> _BRANO SCELTO_:
□ □ □ □ □ □ □
'Il bacino del Metauro', di Raimondo Selli

Raimondo Selli

IL BACINO DEL METAURO
Descrizione geologica - Risorse minerarie - Idrogeologia

Edizione elettronica del volume edito nel 1954

PARTE VI
IDROLOGIA SUPERFICIALE E SOTTERRANEA
CAPITOLO V
DEGRADAZIONE DEI VERSANTI

In appendice alla trattazione idrologica si può accennare anche a questo argomento. È noto però quanto siano vari e complicati i processi che determinano la degradazione dei versanti e che in ultima analisi operano il modellamento morfologico; volerli esaminare a fondo significherebbe fare un'esposizione lunga e di scarsa utilità. Per gli scopi pratici ha invece importanza l'esame concreto dei fenomeni in aree localizzate e volto alla soluzione di particolari problemi, come sistemazione di un bacino montano, di una frana, bonifica idraulica, ecc. Ma questo non è certo possibile qui per l'eccessivo spazio che occuperebbe.
□ □ □ □ □ □ □
> _CONSEGNE_:
1) Ricopia fedelmente il brano sulla degradazione dei versanti, cominciando da "In appendice alla" e terminando con "spazio che occuperebbe.".
2) Riscrivi le righe dei record, cominciando da quella che contiene "# Outline the region of every instance of the black" e terminando con l'ultima riga dei record, richieste incluse. Nelle risposte varia ogni coordinata aggiungendole -141.
□ □ □ □ □ □ □
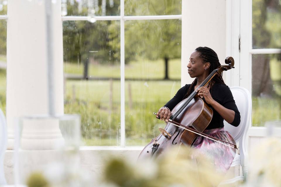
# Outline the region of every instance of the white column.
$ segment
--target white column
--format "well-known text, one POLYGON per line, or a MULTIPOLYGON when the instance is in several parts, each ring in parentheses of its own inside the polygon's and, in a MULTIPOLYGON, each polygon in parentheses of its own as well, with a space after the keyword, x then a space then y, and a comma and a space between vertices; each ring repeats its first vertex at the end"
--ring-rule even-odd
POLYGON ((198 47, 211 48, 217 53, 220 63, 225 65, 226 4, 225 0, 182 0, 182 86, 193 81, 186 66, 190 54, 198 47))
MULTIPOLYGON (((56 1, 52 7, 55 45, 51 71, 55 80, 54 113, 61 115, 64 113, 62 28, 61 1, 56 1)), ((9 1, 8 6, 6 115, 8 148, 11 149, 15 119, 48 114, 48 41, 44 1, 9 1)), ((36 134, 37 129, 33 130, 36 134)))

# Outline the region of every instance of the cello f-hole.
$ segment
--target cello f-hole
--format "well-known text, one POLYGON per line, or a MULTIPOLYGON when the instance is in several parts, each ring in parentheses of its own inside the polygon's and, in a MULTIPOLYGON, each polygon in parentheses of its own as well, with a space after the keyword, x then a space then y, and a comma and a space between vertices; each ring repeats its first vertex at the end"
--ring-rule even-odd
POLYGON ((177 142, 176 142, 174 144, 174 142, 175 141, 175 140, 176 139, 176 138, 177 138, 177 137, 178 137, 178 136, 179 136, 179 130, 178 129, 177 131, 178 131, 178 134, 177 135, 177 136, 176 136, 176 137, 175 137, 175 138, 174 138, 174 139, 173 140, 173 142, 172 142, 172 144, 173 145, 176 145, 177 144, 177 142))

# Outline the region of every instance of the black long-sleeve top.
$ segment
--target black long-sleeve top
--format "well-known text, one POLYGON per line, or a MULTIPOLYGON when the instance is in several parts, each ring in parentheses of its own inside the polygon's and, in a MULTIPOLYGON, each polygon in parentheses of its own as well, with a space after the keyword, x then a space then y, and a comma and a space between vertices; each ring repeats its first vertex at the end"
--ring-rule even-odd
MULTIPOLYGON (((174 96, 168 101, 165 106, 168 108, 172 111, 176 105, 184 99, 184 97, 191 85, 186 84, 180 88, 174 96)), ((194 87, 193 90, 194 90, 194 87)), ((228 86, 223 84, 215 83, 213 85, 210 92, 214 100, 227 108, 234 111, 235 112, 234 120, 230 124, 235 127, 238 126, 240 123, 240 113, 235 104, 232 94, 228 86)), ((202 99, 205 101, 204 98, 202 99)), ((211 122, 206 129, 223 127, 223 118, 208 103, 207 104, 213 110, 213 113, 211 122)))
□ □ □ □ □ □ □
> _RISULTATI DELLE CONSEGNE_:
1)
In appendice alla trattazione idrologica si può accennare anche a questo argomento. È noto però quanto siano vari e complicati i processi che determinano la degradazione dei versanti e che in ultima analisi operano il modellamento morfologico; volerli esaminare a fondo significherebbe fare un'esposizione lunga e di scarsa utilità. Per gli scopi pratici ha invece importanza l'esame concreto dei fenomeni in aree localizzate e volto alla soluzione di particolari problemi, come sistemazione di un bacino montano, di una frana, bonifica idraulica, ecc. Ma questo non è certo possibile qui per l'eccessivo spazio che occuperebbe.

2)
# Outline the region of every instance of the black long-sleeve top.
$ segment
--target black long-sleeve top
--format "well-known text, one POLYGON per line, or a MULTIPOLYGON when the instance is in several parts, each ring in parentheses of its own inside the polygon's and, in a MULTIPOLYGON, each polygon in parentheses of its own as well, with a space after the keyword, x then a space then y, and a comma and a space between vertices; each ring repeats its first vertex at the end"
--ring-rule even-odd
MULTIPOLYGON (((33 -45, 27 -40, 24 -35, 27 -33, 31 -30, 35 -36, 43 -42, 43 -44, 50 -56, 45 -57, 39 -53, 33 -45)), ((53 -54, 52 -51, 53 -51, 53 -54)), ((87 -55, 82 -57, 74 -58, 72 -56, 69 -49, 73 -41, 86 -33, 93 -30, 94 -29, 93 -21, 89 -17, 94 -14, 97 -15, 99 -18, 99 -28, 94 -37, 91 -47, 87 -55)), ((61 -42, 64 -40, 63 -43, 61 -42)), ((70 -19, 65 -12, 82 -14, 82 -23, 67 -38, 66 -37, 72 -31, 72 -28, 70 -19)))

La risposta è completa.